The task
Look through the data that follows and copy each line with the string "handle".

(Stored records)

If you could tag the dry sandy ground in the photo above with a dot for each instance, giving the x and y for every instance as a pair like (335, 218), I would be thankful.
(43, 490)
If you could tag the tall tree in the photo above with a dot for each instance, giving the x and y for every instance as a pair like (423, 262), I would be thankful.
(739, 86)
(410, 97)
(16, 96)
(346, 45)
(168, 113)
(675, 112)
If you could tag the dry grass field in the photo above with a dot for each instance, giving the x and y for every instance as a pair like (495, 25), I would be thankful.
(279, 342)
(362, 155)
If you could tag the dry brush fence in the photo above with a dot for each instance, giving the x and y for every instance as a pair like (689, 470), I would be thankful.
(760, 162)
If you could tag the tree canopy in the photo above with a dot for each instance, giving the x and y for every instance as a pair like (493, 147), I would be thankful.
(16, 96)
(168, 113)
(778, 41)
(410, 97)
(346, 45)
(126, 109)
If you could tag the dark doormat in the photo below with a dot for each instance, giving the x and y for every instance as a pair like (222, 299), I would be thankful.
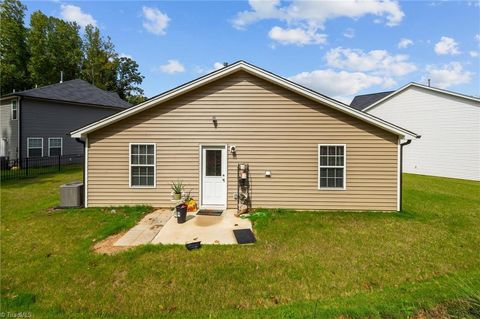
(244, 236)
(210, 212)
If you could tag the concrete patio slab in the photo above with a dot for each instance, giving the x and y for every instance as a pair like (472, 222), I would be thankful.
(146, 229)
(207, 229)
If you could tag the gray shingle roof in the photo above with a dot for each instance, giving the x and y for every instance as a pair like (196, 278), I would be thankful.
(77, 91)
(361, 102)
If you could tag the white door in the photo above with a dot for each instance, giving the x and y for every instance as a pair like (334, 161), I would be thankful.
(214, 180)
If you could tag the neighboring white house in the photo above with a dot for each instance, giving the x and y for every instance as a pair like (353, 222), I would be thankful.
(448, 122)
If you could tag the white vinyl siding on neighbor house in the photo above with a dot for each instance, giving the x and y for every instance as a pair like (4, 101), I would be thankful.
(331, 167)
(55, 146)
(450, 130)
(34, 147)
(14, 109)
(142, 165)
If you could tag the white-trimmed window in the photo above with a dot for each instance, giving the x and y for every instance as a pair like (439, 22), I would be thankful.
(14, 109)
(55, 146)
(142, 165)
(331, 166)
(34, 147)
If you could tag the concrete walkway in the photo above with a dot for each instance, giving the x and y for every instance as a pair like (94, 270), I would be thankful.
(146, 229)
(207, 229)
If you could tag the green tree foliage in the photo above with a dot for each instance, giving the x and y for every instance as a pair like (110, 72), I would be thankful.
(104, 68)
(37, 55)
(55, 46)
(100, 60)
(13, 48)
(128, 79)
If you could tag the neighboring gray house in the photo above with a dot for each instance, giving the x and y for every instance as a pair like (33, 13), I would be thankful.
(37, 122)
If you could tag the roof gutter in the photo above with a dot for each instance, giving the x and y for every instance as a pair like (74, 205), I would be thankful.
(401, 170)
(79, 140)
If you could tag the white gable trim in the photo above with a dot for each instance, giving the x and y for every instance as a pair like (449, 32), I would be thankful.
(413, 84)
(249, 68)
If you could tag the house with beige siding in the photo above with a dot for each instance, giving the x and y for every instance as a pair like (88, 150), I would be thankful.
(304, 150)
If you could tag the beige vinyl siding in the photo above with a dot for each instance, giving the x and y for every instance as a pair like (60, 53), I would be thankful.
(274, 129)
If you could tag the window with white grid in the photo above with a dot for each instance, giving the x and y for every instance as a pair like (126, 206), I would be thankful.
(142, 165)
(331, 166)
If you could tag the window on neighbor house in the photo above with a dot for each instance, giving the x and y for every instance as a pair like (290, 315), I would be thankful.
(55, 146)
(331, 166)
(142, 165)
(34, 147)
(14, 110)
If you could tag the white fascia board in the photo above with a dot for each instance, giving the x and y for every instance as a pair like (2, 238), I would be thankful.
(241, 65)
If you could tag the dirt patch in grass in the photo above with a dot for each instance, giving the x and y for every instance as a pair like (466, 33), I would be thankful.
(106, 246)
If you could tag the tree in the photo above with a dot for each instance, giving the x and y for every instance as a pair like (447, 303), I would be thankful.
(105, 69)
(13, 48)
(100, 60)
(55, 45)
(128, 77)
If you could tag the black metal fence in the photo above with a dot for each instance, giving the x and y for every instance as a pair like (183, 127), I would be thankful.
(34, 166)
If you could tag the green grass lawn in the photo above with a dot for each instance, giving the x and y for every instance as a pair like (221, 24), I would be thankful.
(305, 264)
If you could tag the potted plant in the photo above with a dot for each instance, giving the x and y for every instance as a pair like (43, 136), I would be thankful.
(181, 213)
(177, 189)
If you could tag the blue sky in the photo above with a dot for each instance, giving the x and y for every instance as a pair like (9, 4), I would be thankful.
(339, 48)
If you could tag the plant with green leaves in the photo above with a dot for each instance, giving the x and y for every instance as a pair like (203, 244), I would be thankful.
(177, 189)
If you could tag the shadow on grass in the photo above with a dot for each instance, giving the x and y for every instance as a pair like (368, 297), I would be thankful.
(41, 178)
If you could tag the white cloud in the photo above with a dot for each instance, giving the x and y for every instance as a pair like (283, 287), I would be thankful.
(349, 33)
(296, 36)
(73, 13)
(155, 20)
(305, 18)
(447, 45)
(316, 13)
(341, 85)
(217, 65)
(379, 62)
(447, 75)
(124, 55)
(173, 66)
(404, 43)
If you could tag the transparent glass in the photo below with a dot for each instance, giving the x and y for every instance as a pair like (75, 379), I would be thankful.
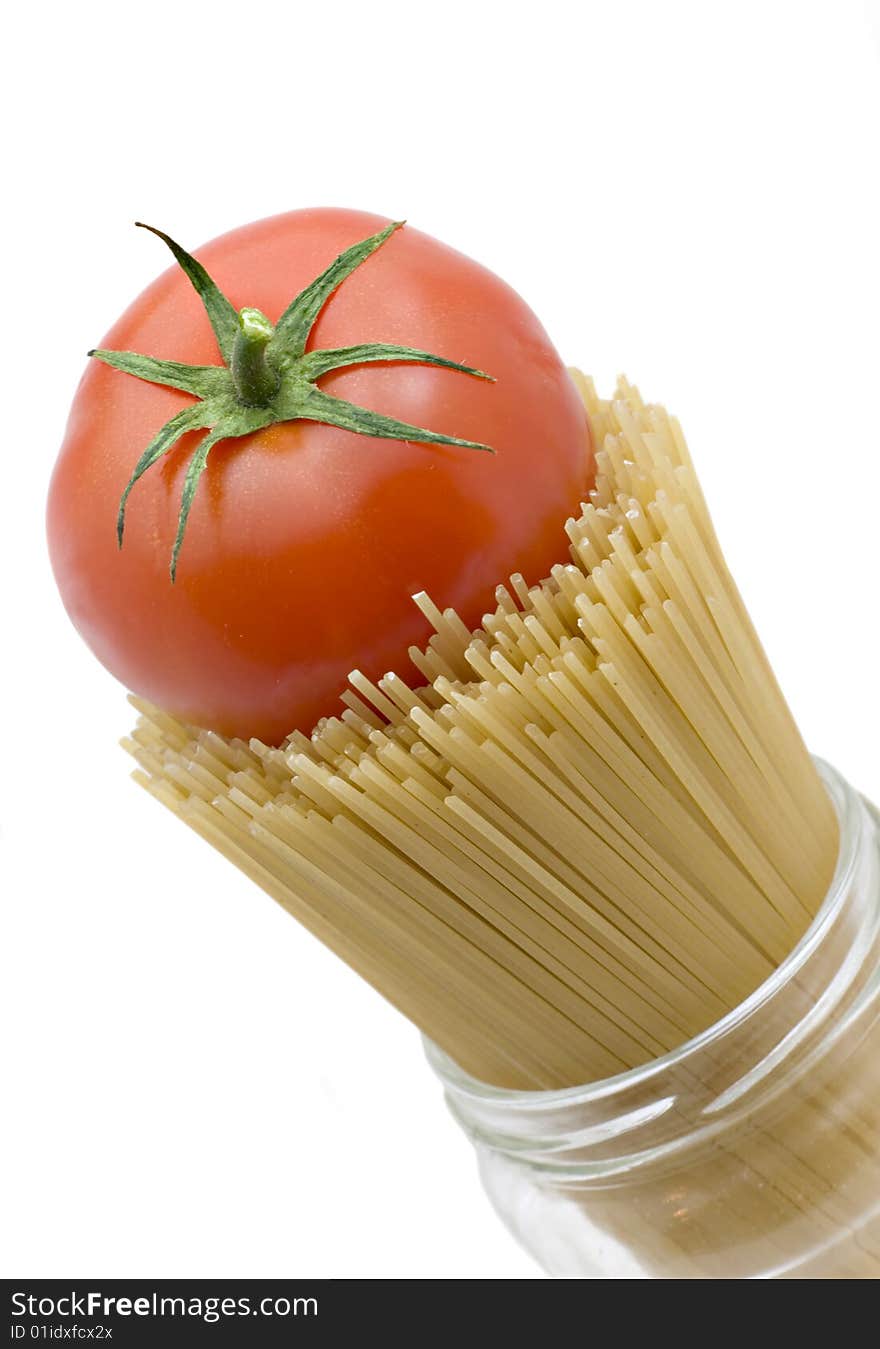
(751, 1152)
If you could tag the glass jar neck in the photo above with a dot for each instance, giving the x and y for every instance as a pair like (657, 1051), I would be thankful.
(747, 1063)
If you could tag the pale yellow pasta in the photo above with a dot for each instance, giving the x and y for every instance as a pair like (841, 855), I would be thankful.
(591, 833)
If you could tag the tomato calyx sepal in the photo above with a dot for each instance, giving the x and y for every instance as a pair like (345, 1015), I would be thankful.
(267, 377)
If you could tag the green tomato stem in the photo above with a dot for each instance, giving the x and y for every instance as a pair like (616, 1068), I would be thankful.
(254, 379)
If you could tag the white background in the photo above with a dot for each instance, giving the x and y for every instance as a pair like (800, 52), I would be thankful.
(686, 192)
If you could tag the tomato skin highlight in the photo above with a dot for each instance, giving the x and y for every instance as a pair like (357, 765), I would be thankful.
(305, 542)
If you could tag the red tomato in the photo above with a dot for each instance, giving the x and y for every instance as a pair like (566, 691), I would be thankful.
(305, 542)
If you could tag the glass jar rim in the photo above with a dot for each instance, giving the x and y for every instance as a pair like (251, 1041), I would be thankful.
(848, 806)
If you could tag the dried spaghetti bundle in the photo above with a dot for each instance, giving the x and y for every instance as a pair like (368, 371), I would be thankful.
(590, 834)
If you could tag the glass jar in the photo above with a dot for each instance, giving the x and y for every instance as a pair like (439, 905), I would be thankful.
(751, 1152)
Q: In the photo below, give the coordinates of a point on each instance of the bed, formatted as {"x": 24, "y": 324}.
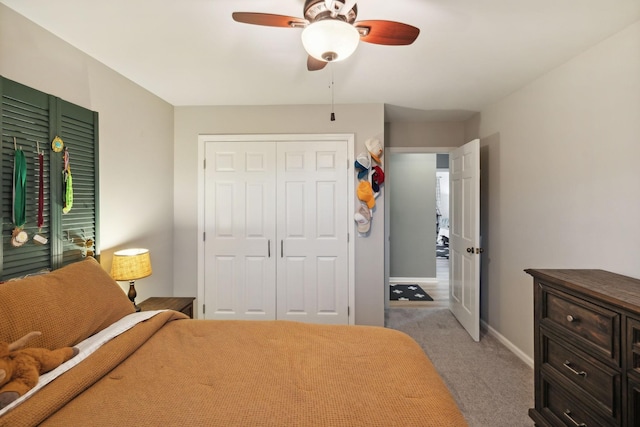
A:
{"x": 162, "y": 368}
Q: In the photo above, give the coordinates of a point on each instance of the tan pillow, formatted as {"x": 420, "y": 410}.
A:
{"x": 66, "y": 305}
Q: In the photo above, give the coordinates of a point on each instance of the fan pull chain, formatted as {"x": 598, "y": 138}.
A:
{"x": 333, "y": 116}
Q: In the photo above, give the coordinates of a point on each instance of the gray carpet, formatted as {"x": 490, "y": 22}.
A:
{"x": 492, "y": 386}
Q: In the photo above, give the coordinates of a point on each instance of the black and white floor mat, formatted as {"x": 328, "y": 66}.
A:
{"x": 408, "y": 293}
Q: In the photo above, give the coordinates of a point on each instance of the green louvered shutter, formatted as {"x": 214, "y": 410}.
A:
{"x": 36, "y": 117}
{"x": 25, "y": 115}
{"x": 78, "y": 130}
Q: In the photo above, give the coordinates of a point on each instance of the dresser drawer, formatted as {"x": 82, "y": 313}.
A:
{"x": 591, "y": 327}
{"x": 597, "y": 380}
{"x": 565, "y": 410}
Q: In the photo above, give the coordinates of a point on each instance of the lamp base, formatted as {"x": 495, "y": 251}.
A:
{"x": 132, "y": 294}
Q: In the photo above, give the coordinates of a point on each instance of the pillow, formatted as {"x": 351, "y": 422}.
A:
{"x": 67, "y": 305}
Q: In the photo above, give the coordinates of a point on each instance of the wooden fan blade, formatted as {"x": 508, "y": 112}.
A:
{"x": 314, "y": 64}
{"x": 268, "y": 19}
{"x": 387, "y": 32}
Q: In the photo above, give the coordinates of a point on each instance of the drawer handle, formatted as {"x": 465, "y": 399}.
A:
{"x": 567, "y": 414}
{"x": 567, "y": 365}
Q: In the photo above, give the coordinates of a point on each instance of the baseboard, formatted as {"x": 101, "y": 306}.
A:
{"x": 504, "y": 341}
{"x": 416, "y": 280}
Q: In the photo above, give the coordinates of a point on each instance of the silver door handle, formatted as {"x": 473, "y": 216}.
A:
{"x": 567, "y": 364}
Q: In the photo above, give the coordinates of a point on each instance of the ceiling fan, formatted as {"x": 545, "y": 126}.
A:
{"x": 330, "y": 31}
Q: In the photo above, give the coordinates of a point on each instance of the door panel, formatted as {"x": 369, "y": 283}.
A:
{"x": 464, "y": 236}
{"x": 276, "y": 225}
{"x": 312, "y": 267}
{"x": 239, "y": 271}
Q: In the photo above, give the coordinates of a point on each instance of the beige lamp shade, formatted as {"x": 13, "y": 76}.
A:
{"x": 131, "y": 264}
{"x": 330, "y": 40}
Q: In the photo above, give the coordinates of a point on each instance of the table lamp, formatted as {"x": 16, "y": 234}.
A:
{"x": 131, "y": 265}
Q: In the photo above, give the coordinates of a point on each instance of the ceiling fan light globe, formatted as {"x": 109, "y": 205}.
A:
{"x": 330, "y": 40}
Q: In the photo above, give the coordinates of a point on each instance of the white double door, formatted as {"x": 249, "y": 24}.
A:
{"x": 275, "y": 221}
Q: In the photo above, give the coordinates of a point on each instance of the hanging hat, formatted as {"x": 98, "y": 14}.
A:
{"x": 365, "y": 193}
{"x": 377, "y": 178}
{"x": 362, "y": 164}
{"x": 375, "y": 148}
{"x": 363, "y": 219}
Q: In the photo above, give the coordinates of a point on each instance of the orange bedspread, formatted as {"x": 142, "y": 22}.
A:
{"x": 173, "y": 371}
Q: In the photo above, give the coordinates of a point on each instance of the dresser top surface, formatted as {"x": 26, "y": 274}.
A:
{"x": 611, "y": 287}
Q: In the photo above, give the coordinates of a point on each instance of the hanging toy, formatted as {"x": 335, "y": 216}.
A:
{"x": 39, "y": 238}
{"x": 57, "y": 144}
{"x": 19, "y": 237}
{"x": 68, "y": 184}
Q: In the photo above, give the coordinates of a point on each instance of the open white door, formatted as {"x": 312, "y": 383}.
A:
{"x": 464, "y": 236}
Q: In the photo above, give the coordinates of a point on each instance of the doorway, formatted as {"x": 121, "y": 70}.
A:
{"x": 417, "y": 216}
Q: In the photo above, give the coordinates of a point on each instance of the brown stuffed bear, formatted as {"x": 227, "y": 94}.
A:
{"x": 21, "y": 368}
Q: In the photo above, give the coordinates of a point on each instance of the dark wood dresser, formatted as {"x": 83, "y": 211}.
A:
{"x": 586, "y": 349}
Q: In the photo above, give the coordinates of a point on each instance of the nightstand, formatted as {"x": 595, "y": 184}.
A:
{"x": 181, "y": 304}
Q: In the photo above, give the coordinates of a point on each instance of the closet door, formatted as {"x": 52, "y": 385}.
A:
{"x": 312, "y": 232}
{"x": 240, "y": 224}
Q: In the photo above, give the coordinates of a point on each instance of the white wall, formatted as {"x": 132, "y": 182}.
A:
{"x": 560, "y": 179}
{"x": 365, "y": 121}
{"x": 136, "y": 142}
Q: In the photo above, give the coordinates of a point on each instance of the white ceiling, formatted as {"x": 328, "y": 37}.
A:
{"x": 469, "y": 52}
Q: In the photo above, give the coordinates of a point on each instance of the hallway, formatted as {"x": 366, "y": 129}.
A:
{"x": 438, "y": 291}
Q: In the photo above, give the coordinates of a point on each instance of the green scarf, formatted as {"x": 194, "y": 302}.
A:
{"x": 19, "y": 189}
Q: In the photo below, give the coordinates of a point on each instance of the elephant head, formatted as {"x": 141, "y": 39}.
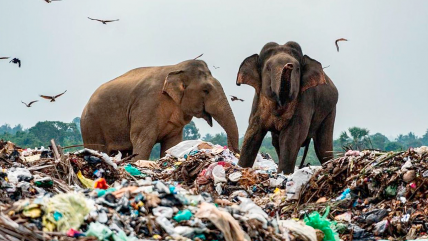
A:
{"x": 199, "y": 94}
{"x": 281, "y": 72}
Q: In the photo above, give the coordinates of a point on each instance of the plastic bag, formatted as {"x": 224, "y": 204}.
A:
{"x": 88, "y": 183}
{"x": 19, "y": 174}
{"x": 297, "y": 180}
{"x": 163, "y": 211}
{"x": 219, "y": 174}
{"x": 223, "y": 221}
{"x": 265, "y": 164}
{"x": 183, "y": 215}
{"x": 132, "y": 170}
{"x": 72, "y": 206}
{"x": 183, "y": 148}
{"x": 299, "y": 230}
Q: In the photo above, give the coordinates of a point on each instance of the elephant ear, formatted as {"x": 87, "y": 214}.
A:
{"x": 248, "y": 73}
{"x": 312, "y": 74}
{"x": 174, "y": 86}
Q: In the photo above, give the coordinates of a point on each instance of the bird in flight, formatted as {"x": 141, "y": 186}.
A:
{"x": 337, "y": 40}
{"x": 103, "y": 21}
{"x": 16, "y": 61}
{"x": 29, "y": 104}
{"x": 198, "y": 56}
{"x": 52, "y": 98}
{"x": 233, "y": 98}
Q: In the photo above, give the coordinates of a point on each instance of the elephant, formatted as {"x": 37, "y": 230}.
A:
{"x": 152, "y": 105}
{"x": 294, "y": 100}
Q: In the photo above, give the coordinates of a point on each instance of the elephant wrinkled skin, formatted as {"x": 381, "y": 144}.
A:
{"x": 294, "y": 100}
{"x": 151, "y": 105}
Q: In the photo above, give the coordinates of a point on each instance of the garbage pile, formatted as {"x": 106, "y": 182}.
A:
{"x": 196, "y": 192}
{"x": 370, "y": 195}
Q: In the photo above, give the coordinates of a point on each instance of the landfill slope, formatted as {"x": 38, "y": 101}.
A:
{"x": 197, "y": 192}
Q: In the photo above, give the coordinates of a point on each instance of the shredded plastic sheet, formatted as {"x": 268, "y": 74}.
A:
{"x": 298, "y": 229}
{"x": 88, "y": 183}
{"x": 72, "y": 207}
{"x": 223, "y": 221}
{"x": 101, "y": 155}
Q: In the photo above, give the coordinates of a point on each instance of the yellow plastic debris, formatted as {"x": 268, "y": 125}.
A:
{"x": 32, "y": 211}
{"x": 88, "y": 183}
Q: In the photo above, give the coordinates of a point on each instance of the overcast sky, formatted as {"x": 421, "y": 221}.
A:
{"x": 380, "y": 72}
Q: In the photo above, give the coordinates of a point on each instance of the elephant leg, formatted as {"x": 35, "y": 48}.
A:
{"x": 289, "y": 149}
{"x": 275, "y": 143}
{"x": 142, "y": 143}
{"x": 323, "y": 140}
{"x": 170, "y": 142}
{"x": 252, "y": 142}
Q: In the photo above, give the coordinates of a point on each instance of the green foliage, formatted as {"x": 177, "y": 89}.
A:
{"x": 359, "y": 139}
{"x": 67, "y": 134}
{"x": 64, "y": 134}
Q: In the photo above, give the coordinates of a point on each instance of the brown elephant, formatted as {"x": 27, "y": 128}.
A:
{"x": 151, "y": 105}
{"x": 294, "y": 100}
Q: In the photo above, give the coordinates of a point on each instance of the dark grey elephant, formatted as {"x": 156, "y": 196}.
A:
{"x": 294, "y": 100}
{"x": 152, "y": 105}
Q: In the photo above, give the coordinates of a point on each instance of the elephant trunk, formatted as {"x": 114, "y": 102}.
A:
{"x": 222, "y": 113}
{"x": 288, "y": 84}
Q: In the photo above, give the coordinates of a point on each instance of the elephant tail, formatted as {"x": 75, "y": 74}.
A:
{"x": 304, "y": 154}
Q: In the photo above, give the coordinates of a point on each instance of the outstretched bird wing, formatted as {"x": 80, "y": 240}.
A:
{"x": 95, "y": 19}
{"x": 337, "y": 40}
{"x": 46, "y": 97}
{"x": 108, "y": 21}
{"x": 56, "y": 96}
{"x": 29, "y": 104}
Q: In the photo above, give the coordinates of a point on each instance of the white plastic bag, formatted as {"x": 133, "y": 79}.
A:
{"x": 297, "y": 180}
{"x": 265, "y": 164}
{"x": 183, "y": 148}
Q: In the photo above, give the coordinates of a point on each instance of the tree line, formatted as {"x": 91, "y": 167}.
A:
{"x": 67, "y": 134}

Expected output
Q: In the photo above, give the coordinates of a point on each instance of the drawer handle, formatted as {"x": 465, "y": 399}.
Q: In the photo above, give the coordinates of a point on each instance of the silver door handle, formatted as {"x": 473, "y": 216}.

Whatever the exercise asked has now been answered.